* PASSAGE SHOWN *

————

Earl Grey: a fully automated user-friendly transposable element annotation and analysis pipeline.
Tobias BarilJames D GalbraithAlexander HaywardPublished in: Molecular biology and evolution (2024)
Transposable elements (TEs) are major components of eukaryotic genomes and are implicated in a range of evolutionary processes. Yet, TE annotation and characterisation remains challenging, particularly for non-specialists, since existing pipelines are typically complicated to install, run, and extract data from. Current methods of automated TE annotation are also subject to issues that reduce overall quality, particularly: (i) fragmented and overlapping TE annotations, leading to erroneous estimates of TE count and coverage; (ii) repeat models represented by short sections of total TE length, with poor capture of 5' and 3' ends. To address these issues, we present Earl Grey, a fully automated TE annotation pipeline designed for user-friendly curation and annotation of TEs in eukaryotic genome assemblies. Using nine simulated genomes and an annotation of Drosophila melanogaster, we show that Earl Grey outperforms current widely-used TE annotation methodologies in ameliorating the issues mentioned above, whilst scoring highly in benchmarking for TE annotation and classification, and being robust across genomic contexts. Earl Grey provides a comprehensive and fully automated TE annotation toolkit that provides researchers with paper-ready summary figures and outputs in standard formats compatible with other bioinformatics tools. Earl Grey has a modular format, with great scope for the inclusion of additional modules focussed on further quality control and tailored analyses in future releases.

————

* DATASET ENTRIES *
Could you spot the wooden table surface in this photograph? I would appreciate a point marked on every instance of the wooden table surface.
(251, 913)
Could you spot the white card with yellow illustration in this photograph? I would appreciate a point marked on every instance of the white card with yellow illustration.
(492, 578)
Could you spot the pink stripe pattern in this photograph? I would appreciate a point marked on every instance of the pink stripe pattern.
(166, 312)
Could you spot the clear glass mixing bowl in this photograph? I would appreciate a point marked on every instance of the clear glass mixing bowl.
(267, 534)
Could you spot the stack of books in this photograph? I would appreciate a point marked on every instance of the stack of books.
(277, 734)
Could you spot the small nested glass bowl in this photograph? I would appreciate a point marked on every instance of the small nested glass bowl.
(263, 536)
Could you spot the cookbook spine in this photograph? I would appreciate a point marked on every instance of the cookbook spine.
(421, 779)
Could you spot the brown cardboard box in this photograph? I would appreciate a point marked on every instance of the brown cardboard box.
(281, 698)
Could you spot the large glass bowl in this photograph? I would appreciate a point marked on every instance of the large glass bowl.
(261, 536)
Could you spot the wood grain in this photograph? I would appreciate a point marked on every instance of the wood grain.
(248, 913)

————

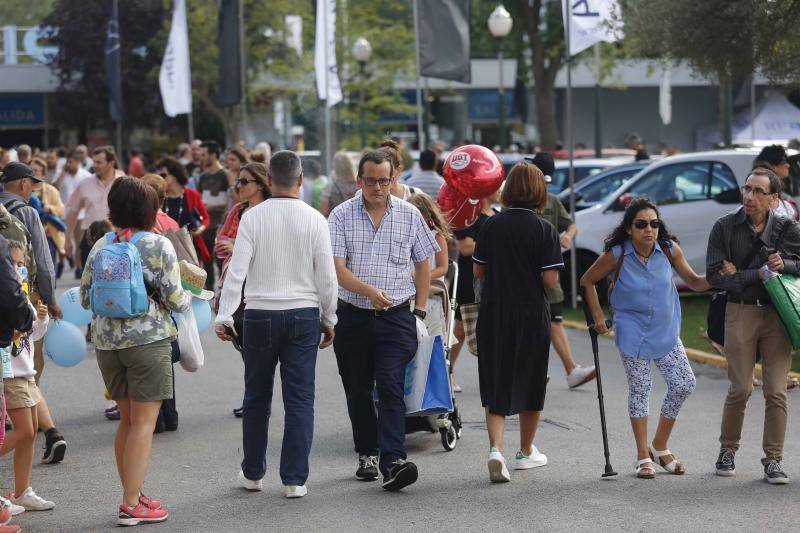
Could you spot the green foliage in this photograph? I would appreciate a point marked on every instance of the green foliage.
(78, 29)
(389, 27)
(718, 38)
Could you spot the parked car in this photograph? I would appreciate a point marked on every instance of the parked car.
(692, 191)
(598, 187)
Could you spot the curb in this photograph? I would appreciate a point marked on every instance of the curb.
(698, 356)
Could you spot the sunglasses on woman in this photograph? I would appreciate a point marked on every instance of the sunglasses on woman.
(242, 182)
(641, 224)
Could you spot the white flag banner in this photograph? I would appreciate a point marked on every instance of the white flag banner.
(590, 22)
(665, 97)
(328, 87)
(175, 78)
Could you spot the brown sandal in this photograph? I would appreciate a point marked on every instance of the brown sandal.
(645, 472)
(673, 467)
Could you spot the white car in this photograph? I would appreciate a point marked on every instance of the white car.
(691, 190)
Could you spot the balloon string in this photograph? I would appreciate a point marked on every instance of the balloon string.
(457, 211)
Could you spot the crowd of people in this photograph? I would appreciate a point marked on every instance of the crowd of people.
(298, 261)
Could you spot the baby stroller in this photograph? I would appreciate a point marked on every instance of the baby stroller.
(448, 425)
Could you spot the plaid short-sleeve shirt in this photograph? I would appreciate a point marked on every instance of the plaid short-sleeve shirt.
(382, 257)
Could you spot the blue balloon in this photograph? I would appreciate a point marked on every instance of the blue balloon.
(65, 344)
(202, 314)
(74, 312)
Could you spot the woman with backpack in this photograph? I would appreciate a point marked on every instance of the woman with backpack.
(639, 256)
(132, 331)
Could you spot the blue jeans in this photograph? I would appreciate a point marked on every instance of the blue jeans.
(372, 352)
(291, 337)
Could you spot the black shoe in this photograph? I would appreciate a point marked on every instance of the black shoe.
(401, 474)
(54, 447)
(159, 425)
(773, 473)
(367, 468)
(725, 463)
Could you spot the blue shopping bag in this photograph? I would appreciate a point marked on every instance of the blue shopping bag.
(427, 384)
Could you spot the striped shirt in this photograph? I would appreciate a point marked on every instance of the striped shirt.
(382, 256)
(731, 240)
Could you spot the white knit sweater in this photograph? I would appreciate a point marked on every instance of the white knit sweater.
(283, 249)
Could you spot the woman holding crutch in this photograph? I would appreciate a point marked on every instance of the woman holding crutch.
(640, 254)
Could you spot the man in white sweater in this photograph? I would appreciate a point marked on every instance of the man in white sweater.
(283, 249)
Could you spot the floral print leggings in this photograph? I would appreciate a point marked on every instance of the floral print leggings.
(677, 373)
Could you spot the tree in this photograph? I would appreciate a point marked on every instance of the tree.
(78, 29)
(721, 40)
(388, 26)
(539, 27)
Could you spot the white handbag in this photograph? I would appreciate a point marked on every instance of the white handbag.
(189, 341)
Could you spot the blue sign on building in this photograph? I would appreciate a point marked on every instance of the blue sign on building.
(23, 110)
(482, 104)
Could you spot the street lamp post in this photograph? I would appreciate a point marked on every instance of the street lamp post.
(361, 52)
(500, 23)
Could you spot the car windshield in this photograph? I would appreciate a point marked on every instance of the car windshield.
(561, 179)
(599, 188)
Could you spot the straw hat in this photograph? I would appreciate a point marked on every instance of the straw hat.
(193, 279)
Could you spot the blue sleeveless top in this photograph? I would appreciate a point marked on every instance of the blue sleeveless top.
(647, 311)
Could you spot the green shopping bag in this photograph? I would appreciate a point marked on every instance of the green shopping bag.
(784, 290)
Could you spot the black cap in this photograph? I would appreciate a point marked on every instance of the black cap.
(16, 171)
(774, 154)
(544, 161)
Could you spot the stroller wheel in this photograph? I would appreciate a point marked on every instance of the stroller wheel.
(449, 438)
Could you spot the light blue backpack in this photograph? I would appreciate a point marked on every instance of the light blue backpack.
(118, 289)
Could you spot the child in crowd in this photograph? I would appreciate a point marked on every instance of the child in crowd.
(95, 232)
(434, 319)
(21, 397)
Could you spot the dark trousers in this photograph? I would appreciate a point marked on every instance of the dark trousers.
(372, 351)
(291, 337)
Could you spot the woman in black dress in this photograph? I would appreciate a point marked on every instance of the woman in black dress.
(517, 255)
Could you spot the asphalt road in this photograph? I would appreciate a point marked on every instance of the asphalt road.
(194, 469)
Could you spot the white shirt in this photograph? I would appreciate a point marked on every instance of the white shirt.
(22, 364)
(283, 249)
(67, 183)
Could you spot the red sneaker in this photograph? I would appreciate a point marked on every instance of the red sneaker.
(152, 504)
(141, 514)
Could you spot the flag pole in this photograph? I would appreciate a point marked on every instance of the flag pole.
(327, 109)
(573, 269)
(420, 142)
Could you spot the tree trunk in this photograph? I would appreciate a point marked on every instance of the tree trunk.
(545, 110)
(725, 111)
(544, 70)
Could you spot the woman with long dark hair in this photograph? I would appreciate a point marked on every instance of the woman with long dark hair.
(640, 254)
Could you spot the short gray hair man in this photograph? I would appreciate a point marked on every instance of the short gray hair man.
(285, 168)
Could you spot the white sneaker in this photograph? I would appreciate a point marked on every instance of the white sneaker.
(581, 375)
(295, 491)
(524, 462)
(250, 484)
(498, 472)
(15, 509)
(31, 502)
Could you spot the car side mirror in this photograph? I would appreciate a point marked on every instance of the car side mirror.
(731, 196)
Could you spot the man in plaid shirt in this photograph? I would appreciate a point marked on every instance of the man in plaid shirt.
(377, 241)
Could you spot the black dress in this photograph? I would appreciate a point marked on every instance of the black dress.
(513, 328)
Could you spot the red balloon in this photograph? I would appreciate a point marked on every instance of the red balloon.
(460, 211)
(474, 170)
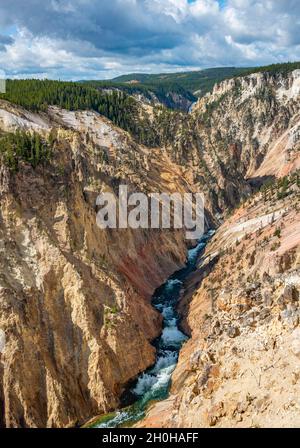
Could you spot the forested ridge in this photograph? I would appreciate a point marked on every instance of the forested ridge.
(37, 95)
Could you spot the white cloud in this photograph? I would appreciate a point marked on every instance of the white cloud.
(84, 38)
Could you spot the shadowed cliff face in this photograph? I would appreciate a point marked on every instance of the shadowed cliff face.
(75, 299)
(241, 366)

————

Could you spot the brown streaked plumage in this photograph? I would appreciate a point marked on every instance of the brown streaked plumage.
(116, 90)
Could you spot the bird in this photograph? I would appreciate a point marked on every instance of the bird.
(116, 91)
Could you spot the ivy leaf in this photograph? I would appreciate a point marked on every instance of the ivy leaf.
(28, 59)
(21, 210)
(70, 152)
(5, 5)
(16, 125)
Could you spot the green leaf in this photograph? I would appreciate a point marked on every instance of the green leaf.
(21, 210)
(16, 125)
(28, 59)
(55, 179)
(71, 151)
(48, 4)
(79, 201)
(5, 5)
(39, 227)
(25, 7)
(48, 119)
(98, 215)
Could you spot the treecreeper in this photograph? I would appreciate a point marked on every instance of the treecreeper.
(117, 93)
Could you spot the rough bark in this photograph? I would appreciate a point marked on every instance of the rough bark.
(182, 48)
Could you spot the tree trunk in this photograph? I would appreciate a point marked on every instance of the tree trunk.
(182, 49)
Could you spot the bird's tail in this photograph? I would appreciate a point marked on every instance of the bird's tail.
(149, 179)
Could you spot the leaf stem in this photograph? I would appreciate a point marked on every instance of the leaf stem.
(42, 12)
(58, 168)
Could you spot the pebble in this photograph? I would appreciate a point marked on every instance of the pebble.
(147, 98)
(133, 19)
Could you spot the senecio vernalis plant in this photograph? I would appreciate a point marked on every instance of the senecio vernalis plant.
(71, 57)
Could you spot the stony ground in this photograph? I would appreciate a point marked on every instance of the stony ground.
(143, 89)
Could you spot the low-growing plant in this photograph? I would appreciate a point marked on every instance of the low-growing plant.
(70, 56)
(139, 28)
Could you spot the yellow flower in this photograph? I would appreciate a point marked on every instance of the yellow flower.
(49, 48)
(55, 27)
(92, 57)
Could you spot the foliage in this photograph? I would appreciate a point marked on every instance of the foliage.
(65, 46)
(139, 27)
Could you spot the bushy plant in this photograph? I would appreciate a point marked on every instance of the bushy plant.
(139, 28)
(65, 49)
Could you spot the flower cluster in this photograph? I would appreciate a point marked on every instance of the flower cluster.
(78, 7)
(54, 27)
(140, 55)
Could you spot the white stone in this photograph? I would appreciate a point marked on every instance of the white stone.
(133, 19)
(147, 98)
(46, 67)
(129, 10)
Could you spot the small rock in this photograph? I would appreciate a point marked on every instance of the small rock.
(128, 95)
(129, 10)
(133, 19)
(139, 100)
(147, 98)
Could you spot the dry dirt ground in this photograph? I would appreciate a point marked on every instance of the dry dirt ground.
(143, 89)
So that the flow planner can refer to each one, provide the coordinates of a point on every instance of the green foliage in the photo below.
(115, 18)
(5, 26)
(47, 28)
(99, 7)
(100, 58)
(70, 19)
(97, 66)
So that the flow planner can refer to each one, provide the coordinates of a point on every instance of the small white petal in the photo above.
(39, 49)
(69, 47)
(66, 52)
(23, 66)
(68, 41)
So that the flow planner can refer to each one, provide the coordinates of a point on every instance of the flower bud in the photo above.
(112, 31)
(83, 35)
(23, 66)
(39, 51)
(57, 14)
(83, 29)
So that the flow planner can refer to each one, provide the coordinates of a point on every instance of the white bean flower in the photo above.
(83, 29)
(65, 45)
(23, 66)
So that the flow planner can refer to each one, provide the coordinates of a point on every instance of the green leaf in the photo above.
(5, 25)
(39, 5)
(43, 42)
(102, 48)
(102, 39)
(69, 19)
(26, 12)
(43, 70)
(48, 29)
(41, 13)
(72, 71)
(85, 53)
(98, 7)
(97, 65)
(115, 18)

————

Transcribe the stretch of the Earl Grey abstract above that opens with the words containing "Earl Grey: a" and closes with "and evolution (2024)".

* ANSWER TO THIS EXERCISE *
Earl Grey: a fully automated user-friendly transposable element annotation and analysis pipeline.
Tobias BarilJames D GalbraithAlexander HaywardPublished in: Molecular biology and evolution (2024)